• WHAT YOU SHOULD DO: Copy out the records below word for word, leaving out the pictures.

• INPUT ROWS:
»»
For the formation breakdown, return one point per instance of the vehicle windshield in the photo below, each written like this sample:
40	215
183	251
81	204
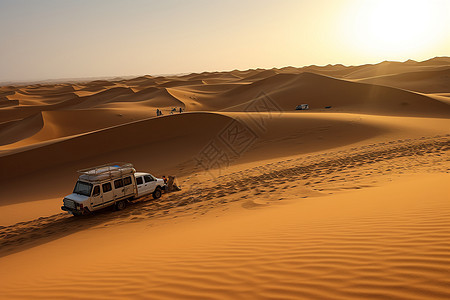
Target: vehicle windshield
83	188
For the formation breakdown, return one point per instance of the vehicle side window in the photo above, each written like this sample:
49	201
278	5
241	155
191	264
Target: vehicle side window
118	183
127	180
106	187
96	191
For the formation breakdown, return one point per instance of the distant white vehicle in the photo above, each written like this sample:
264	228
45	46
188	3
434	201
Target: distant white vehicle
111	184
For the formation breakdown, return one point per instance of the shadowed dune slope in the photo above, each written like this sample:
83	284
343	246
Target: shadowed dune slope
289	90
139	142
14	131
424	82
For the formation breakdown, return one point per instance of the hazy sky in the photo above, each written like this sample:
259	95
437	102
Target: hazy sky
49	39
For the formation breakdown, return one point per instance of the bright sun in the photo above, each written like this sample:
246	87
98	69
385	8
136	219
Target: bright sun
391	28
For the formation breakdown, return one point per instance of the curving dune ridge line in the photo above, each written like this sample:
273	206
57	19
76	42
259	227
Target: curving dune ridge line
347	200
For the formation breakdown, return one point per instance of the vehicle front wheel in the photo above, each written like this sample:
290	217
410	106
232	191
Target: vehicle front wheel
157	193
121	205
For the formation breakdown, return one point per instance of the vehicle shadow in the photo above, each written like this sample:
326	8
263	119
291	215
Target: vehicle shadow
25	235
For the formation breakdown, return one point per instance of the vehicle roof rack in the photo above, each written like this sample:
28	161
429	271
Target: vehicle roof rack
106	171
««
• WRITTEN REPLY:
For the formation breakdown, return one point per instance of the vehicle windshield in the photo below, each written like this sample:
40	215
183	251
81	204
Target: vehicle windshield
83	188
For the formation breakdown, return one point per instance of the vehicle side window in the photo above, each written like this sample:
49	201
278	5
241	155
191	264
Target: vehicle side window
118	183
127	180
106	187
96	191
For the formation breakdown, return one point per instance of the distant white vehicle in the photo above, each written like this sample:
264	228
45	46
188	3
434	201
Target: distant white vehicle
111	184
For the formation breakdown, return one point per instance of the shadowed dune slope in the photo above, each written like this sample:
83	284
343	246
Target: shadowed dune slope
289	90
139	142
14	131
424	82
For the formation breakdown, return one point per instance of the hazy sky in the photo above, each written like this sample:
259	95
437	102
Target: hazy sky
49	39
For the formation breakdown, return one point per instance of the bright sun in the photo above, each written like this sample:
246	87
98	69
385	8
136	219
Target: bright sun
391	28
For the formation breakdown, return one point per instance of the curving dune ridge line in the photo above, each written like this sample:
273	206
57	19
76	42
259	227
Target: curving dune ridge line
347	200
For the formation breakdown, return one point per instance of the vehicle front wheel in the photo above, each written like this sample:
290	217
410	106
232	191
Target: vehicle front wheel
157	193
121	205
For the formation breakdown, return one point per instance of the vehicle shadow in the photo above, each written like this sample:
326	8
263	119
291	215
Target: vehicle shadow
25	235
For the formation breakdown, return one point per instance of the vehicle roof rack in the photo above, each written like this sample:
28	161
429	271
Target: vehicle roof rack
106	171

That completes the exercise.